Despacho de Serrano Sanz en su casa de Sigüenza

    Ideó, como Cronista Provincial, la edición y estudió de unos cuantos tomos que desentrañasen la historia de Guadalajara, pero hete aquí que por un “quítame allá esas pajas”, dimitió de su cargo al  poco tiempo. A los señores representantes de la política provincial se les ocurrió que como don Manuel no necesitaba los emolumentos del cargo y los podían ellos emplear, en acción caritativa, a su capricho. Y don Manuel, que andaba tan escaso de tiempo como de fondos, lógicamente, se disgustó y dijo lo de “hasta aquí hemos llegado”.

   Tampoco el reino, de España, le fue agradecido con su obra. Ni las Reales Academias, de la Historia, Bellas Artes o Lengua Española, con las que colaboró. No era hombre, dicho está, don Manuel, de baboseo y besamano. Y así le fue.

   Tan sólo, cuando los años se le echaban encima, la Real Academia de la Historia lo nombró Académico para ocupar el sillón número 9, vacante al fallecimiento de don Pedro de Novo y Colson.

   Nuestro hombre, que recibió la comunicación en los primeros días del año de gracia de 1932 se dispuso a elaborar su discurso de ingreso, que comenzaba con un: “En el atardecer de la vida, casi cuando ya el sol de Poniente lanza sus últimos rayos llenos de melancolía…”

   Vivía entonces en Madrid, en la Costanilla de los Ángeles y, como tardase más de lo debido en salir de su despacho, una de aquellas noches de comienzos de noviembre, entraron a decirles aquello tantas veces repetido de: “Manuel, que es la hora de la cena”.
==*==
- _Objetivo_
Devuelve, copiado letra por letra, el pasaje del texto sobre Serrano Sanz que va desde "Tampoco el reino, de" hasta "así le fue.".
==*==
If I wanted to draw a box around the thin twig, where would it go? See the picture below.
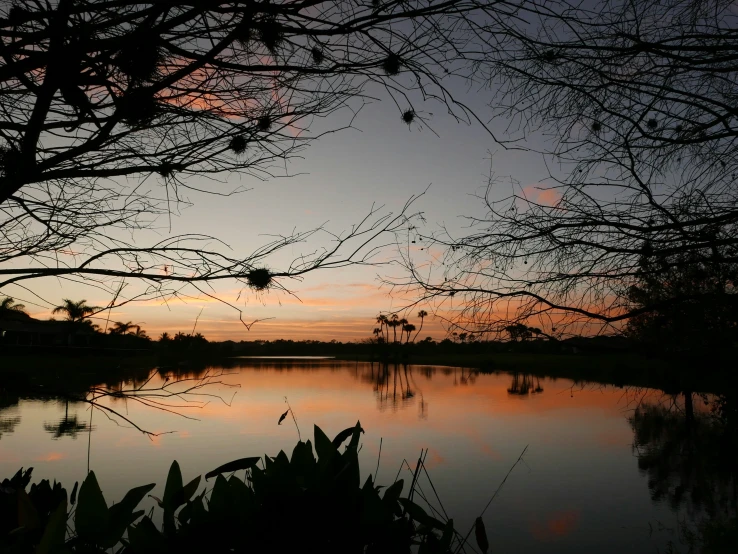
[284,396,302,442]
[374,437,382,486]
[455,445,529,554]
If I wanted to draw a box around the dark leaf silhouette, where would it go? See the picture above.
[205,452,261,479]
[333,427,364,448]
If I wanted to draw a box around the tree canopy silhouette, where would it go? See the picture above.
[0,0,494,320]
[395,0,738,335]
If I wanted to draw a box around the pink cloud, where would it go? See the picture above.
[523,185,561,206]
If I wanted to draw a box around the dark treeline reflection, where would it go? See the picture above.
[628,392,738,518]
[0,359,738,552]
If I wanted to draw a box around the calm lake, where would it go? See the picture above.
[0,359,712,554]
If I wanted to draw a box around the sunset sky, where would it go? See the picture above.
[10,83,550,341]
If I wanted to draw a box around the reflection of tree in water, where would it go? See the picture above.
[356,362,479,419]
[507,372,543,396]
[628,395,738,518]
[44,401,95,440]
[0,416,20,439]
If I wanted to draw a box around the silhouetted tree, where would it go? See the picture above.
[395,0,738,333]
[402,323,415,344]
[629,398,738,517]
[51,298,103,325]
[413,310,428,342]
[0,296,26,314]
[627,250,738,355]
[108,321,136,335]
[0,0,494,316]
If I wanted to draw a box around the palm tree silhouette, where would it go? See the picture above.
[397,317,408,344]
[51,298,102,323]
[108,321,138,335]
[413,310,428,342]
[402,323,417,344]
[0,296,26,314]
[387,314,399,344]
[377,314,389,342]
==*==
- _Respuesta_
Tampoco el reino, de España, le fue agradecido con su obra. Ni las Reales Academias, de la Historia, Bellas Artes o Lengua Española, con las que colaboró. No era hombre, dicho está, don Manuel, de baboseo y besamano. Y así le fue.